---- SOURCE DOCUMENT

The barriers to career progression for women can be educational, economic and cultural, and the degree to which these obstacles exist will vary from country to country, he noted. Social expectations related to the role of women in society remain an underlying challenge for the region and one that clearly impacts development and opportunity.
Kishan Golyan, market intelligence specialist, Asia Pacific at The Adecco Group, said that when it comes to gender parity and developing and empowering women, Australia, New Zealand and Singapore, with its robust education system and social infrastructure, are seen as strong performers.
Vietnam, too, performs better than many other emerging and developed economies, with a higher representation of women serving as board directors and chief executive directors than Malaysia, Singapore or Indonesia, according to September 2017 data from the Boston Consulting Group.
“One of the biggest challenges that women face in the region is actually a societal one – lack of social equality, physical and legal security and better social infrastructure that would enable them to engage in more productive work and more value-added roles,” Golyan said.
“We need a holistic approach to empowering women spanning from social structures that help more women access or return to work opportunities to supporting women at work in making the step up to middle and senior management,” he added.

--------

--- REQUIREMENT 1 ---
Answer these questions from the passage on women's career progression in the Asia Pacific region:
(a) What position does Kishan Golyan hold?
(b) Which three countries are seen as strong performers on gender parity and empowering women?
(c) According to the September 2017 Boston Consulting Group data, which countries does Vietnam surpass in women serving as board directors and chief executive directors?
--- REQUIREMENT 2 ---
Continue the passage on women's career progression in the Asia Pacific region, starting after its final sentence.

---- GIVEN RECORDS

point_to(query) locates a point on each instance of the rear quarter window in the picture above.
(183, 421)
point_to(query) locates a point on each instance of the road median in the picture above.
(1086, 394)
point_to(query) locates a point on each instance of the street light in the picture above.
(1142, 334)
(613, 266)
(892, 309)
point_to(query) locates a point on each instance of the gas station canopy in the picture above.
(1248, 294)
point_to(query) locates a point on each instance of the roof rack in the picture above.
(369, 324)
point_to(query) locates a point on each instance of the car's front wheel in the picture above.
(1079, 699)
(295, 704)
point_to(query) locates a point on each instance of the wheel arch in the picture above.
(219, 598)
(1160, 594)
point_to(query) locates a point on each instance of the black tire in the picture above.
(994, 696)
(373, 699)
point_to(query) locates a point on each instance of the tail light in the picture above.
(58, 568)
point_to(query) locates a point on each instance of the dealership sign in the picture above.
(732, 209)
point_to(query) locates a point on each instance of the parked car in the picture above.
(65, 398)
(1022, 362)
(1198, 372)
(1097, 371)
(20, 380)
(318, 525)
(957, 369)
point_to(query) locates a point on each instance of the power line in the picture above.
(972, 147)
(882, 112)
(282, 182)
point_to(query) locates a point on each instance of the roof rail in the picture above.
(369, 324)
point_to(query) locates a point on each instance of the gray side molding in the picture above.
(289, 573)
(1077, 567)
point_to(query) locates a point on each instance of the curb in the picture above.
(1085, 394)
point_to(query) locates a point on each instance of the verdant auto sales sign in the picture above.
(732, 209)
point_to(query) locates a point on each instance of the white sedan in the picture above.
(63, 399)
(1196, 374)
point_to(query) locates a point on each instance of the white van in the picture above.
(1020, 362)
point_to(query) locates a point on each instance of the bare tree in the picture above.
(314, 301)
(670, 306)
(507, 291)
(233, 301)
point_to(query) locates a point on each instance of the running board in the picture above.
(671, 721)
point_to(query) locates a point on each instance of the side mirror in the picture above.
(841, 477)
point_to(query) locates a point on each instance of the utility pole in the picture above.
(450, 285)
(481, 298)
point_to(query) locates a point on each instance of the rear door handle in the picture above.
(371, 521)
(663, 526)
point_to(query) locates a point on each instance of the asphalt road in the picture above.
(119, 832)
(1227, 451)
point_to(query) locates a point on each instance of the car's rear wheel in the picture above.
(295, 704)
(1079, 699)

--------

--- TASK OUTPUT 1 ---
(a) Market intelligence specialist, Asia Pacific at The Adecco Group.
(b) Australia, New Zealand and Singapore.
(c) Malaysia, Singapore and Indonesia.

--- TASK OUTPUT 2 ---
Richard King, senior managing director, Michael Page Japan, argues that clear leadership backing on the corporate diversity and inclusion agenda is important to ensure that any bias in decision-making – particularly around promotion – is completely removed.
He suggested business leaders, too, should foster environments that encourage male and female employees to discuss issues to help bridge obvious gaps, including pay and board representation.
“Sharing visible success stories is also important to showing progress within an organisation,” King said. “We have found that human stories are often more impactful than anything else in breaking down barriers, particularly on more sensitive topics.”
He pointed out that his business has a highly active Women@Page network that provides clear mentoring and sponsorship opportunities regionally and globally. Indeed, Michael Page has actively invested in returning mothers and the integration of family life into its business operations, said King.
Much can also be done on the educational front, experts suggest. Fang Lee Cooke, a professor of human resource management and Chinese studies at Monash University in Melbourne, noted that in Asian schools and universities, female students are still often channelled to social sciences, arts and humanity subjects, whereas men are more likely to take sciences, technology, engineering and medicine.
“Gender discrimination in recruitment and selection is widespread, and employees may be less likely to select female employees for training and development,” Cooke said. “As a result, women consist of a small proportion of senior leadership roles.”
Christina Schönleber, director of policy and programmes at the Association of Pacific Rim Universities (APRU), points out that the region’s stakeholders generally accept that the need for STEM (science, technology, engineering and maths) skills is increasing, given the demands of the so-called ‘Fourth Industrial Revolution’. The region’s overall talent shortage in STEM is currently 45 per cent, according to a report published in January by the International Labour Organisation (ILO).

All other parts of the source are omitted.